GIVEN PASSAGE:
>>>>>

Dottie was also known to be able to tear apart outboard motor apart
and could be found tinkering with engines until they were perfectly
in tune.
At only 100 pounds, Dottie would spearfish bringing up groupers
nearly as big as she was catching them on a breath or two of air.
One 150 pound grouper drug her for almost a mile she recalls.
In 1940 Dottie started teaching skin diving classes and became the
Worlds first female Scuba Instructor in the United States in 1955.
She enrolled in the Los Angeles County Underwater Instructors
Certification Course which was, at that time, considered too
physically demanding for a female to complete. Dottie proved the
male dominated diving world wrong when she took top honors in the
class for waterworks amid resentment from the other students who
were all men. She later became the first woman hard hat diver but
she felt too restricted and gave it up 2 years later.

<<<<<

CHALLENGES:
**1)** Which numbers written in digits appear in the passage about Dottie, and what does each refer to?
**2)** Could you write a continuation of the passage about Dottie, picking up right after its final sentence?

INFORMATION SHOWN:

>>>>>

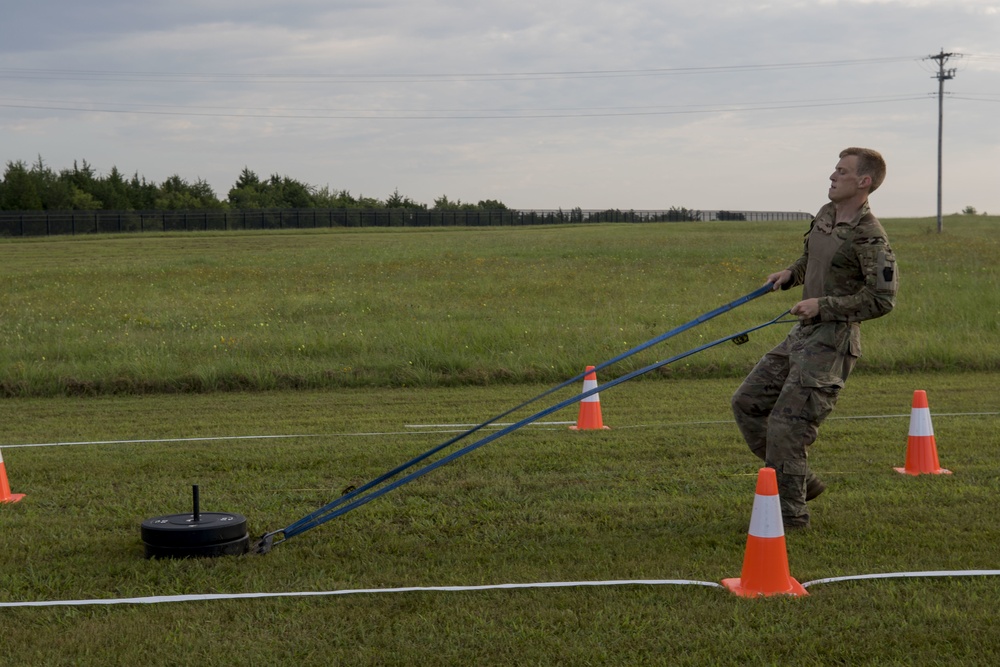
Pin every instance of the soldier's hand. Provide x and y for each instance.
(778, 279)
(806, 308)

<<<<<

ANSWERS:
**1)**
- 100: Dottie's weight in pounds
- 150: the weight in pounds of a grouper that dragged her for almost a mile
- 1940: the year she started teaching skin diving classes
- 1955: the year she became the first female Scuba Instructor in the United States
- 2: the number of years after which she gave up hard hat diving

**2)**
Expanding to new adventures, Dottie became owner of her own dive
shop called the Penguin. She was the first woman in the world to own
and operate a dive shop! Dottie then began manufacturing her own
line of wetsuits as well as making suits for US Divers, Healthways,
and Navy UDT teams. Once again, Dottie became a first, as she was
the first woman to commercially produce both dry suits and wet
suits.
Amid all of this, Dottie raised four sons who all became divers.
Soon after her third son was born, Dottie started a club called
“Aqua Families” which consisted of diving couples with children.
They met every weekend. Husbands and wives would take turns watching
the children and diving.
Dottie was honored as a Life member of the Long Beach Neptunes in
June of 2001, and became a member of the Women Divers Hall of Fame
in March 2000.
Dottie is the oldest and only surviving member of the original
founding members of the second oldest diving club in the USA – the
Long Beach Neptunes. Dottie is a true pioneer. Her favorite hobbies
are riding her motorcycle surfing and diving. She over came sexism
and prejudice to succeed as an instructor and businesswoman in the
diving community.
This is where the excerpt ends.